Data extract -
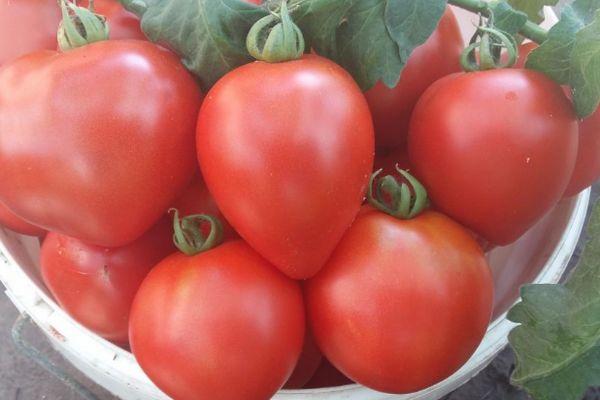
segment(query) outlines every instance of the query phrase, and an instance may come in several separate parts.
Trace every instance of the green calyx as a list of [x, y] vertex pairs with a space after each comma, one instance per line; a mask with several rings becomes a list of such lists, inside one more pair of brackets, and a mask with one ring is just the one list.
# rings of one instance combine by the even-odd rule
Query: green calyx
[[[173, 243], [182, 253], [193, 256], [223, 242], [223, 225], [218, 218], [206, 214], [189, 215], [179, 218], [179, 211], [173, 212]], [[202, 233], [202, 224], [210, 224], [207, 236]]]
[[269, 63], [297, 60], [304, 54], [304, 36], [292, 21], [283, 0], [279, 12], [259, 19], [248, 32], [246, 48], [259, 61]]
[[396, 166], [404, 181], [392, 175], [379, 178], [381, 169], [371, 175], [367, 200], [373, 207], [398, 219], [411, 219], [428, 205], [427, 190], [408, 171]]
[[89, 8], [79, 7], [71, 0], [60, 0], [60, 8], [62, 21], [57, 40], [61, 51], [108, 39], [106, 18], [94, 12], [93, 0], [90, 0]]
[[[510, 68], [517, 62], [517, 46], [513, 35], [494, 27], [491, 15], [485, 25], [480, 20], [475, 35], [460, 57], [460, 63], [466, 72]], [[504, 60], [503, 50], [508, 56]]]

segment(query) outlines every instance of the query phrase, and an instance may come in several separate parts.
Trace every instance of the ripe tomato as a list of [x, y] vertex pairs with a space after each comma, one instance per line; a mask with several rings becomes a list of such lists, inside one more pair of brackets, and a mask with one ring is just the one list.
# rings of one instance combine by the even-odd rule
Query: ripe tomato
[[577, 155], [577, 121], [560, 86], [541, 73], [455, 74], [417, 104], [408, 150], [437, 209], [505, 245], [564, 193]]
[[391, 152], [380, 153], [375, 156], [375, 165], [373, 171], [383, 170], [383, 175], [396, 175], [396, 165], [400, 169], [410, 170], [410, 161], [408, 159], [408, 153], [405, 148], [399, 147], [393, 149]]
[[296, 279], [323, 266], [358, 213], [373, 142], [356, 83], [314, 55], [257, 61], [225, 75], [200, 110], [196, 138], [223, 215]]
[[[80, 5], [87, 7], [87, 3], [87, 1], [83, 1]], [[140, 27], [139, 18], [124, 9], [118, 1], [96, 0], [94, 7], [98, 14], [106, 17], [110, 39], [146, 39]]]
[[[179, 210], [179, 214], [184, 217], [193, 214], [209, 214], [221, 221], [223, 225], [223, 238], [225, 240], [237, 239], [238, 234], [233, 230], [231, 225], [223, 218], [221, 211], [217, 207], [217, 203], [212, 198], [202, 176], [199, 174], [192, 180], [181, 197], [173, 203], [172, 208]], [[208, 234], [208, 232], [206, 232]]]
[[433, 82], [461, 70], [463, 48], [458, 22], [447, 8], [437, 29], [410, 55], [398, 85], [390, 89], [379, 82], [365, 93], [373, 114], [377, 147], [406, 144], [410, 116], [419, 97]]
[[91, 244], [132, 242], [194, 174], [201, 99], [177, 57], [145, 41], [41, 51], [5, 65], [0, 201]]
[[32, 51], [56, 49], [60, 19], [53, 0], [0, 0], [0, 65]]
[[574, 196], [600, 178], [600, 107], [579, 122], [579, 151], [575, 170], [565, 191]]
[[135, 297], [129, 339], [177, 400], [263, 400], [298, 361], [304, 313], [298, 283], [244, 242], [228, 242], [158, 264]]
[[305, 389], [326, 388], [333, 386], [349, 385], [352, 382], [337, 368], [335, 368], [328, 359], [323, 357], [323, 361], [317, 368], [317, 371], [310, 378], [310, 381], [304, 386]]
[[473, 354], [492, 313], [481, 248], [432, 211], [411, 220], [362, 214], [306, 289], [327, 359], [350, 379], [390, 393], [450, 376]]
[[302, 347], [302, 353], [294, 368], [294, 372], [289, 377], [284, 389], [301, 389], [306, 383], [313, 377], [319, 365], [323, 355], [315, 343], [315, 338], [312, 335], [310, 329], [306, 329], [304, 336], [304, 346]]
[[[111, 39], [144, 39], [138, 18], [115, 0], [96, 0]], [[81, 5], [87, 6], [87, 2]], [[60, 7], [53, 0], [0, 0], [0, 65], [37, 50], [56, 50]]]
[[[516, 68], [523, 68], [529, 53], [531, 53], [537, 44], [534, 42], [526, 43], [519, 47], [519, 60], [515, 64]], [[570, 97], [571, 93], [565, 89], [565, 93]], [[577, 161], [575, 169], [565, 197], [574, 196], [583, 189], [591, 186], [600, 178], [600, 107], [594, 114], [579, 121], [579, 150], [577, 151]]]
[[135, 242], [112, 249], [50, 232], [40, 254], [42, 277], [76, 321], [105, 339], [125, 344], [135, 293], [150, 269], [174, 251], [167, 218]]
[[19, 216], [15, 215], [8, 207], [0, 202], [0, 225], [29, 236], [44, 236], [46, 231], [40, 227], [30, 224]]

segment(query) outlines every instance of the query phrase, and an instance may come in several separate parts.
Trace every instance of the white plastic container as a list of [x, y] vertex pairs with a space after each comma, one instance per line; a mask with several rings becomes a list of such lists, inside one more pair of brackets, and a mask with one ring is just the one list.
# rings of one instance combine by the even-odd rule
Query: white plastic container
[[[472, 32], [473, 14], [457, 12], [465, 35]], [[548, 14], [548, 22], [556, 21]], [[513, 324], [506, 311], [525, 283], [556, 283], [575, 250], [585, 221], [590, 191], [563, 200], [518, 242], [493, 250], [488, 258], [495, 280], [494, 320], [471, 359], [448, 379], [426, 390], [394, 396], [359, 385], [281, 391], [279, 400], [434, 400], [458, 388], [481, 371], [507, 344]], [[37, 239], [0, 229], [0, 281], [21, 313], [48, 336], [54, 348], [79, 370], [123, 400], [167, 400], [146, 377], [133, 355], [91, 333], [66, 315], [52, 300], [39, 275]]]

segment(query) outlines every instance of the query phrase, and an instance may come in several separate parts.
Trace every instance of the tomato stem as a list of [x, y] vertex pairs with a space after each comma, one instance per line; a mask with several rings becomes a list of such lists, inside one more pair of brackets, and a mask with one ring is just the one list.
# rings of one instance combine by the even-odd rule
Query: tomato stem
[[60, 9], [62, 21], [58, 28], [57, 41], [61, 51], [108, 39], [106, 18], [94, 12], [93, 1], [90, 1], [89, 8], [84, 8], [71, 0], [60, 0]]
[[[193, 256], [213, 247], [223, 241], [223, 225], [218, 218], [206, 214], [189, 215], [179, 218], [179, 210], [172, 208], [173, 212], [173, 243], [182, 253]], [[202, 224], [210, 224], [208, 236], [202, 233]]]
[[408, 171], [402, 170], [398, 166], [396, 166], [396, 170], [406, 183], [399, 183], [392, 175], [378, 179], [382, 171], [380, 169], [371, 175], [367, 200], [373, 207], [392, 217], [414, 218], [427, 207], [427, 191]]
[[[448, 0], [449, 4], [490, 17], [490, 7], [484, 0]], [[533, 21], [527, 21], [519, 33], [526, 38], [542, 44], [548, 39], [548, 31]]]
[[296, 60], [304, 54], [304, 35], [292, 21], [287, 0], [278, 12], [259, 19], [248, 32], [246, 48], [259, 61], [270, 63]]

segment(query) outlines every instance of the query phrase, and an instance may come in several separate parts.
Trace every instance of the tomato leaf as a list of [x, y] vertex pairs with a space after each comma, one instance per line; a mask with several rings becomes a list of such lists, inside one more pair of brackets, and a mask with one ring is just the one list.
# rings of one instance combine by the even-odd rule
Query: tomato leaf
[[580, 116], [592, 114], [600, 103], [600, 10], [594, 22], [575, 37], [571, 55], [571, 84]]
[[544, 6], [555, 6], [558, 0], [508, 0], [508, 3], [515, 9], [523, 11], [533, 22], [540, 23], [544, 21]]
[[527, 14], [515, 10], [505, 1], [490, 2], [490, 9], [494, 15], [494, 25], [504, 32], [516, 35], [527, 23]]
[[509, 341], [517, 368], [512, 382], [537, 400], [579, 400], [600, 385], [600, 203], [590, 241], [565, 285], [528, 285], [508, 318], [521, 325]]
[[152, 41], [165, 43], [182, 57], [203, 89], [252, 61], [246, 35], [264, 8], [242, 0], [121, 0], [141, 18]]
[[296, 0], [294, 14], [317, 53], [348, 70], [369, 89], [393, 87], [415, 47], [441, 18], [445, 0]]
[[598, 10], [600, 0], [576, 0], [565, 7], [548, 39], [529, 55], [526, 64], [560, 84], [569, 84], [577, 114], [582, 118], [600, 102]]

Task -
Emit verbatim the lines running from the one with "Trace every instance of the tomato leaf" through the last line of the data, both endpoints inclusive.

Solution for this problem -
Trace every instance of the tomato leaf as a list of [x, y] vertex pairs with a space after each comma, one instance per line; a mask with several rings becomes a list of such lists, inside one more pair of brackets, and a mask with one ring is just the one list.
# rings of one instance combine by the even-odd rule
Query: tomato leaf
[[580, 116], [592, 114], [600, 103], [600, 10], [594, 22], [575, 37], [571, 55], [571, 84]]
[[544, 6], [555, 6], [558, 0], [508, 0], [508, 3], [515, 9], [523, 11], [533, 22], [540, 23], [544, 21]]
[[527, 14], [515, 10], [505, 1], [490, 2], [490, 9], [494, 15], [494, 25], [504, 32], [516, 35], [527, 23]]
[[509, 341], [517, 368], [512, 382], [537, 400], [579, 400], [600, 385], [600, 203], [590, 241], [565, 285], [528, 285], [508, 318], [521, 325]]
[[152, 41], [165, 43], [182, 57], [203, 89], [252, 61], [246, 35], [264, 8], [242, 0], [121, 0], [141, 18]]
[[296, 0], [294, 14], [317, 53], [348, 70], [369, 89], [393, 87], [415, 47], [441, 18], [445, 0]]
[[598, 10], [600, 0], [576, 0], [565, 7], [548, 39], [529, 55], [526, 64], [560, 84], [569, 84], [577, 114], [582, 118], [600, 102]]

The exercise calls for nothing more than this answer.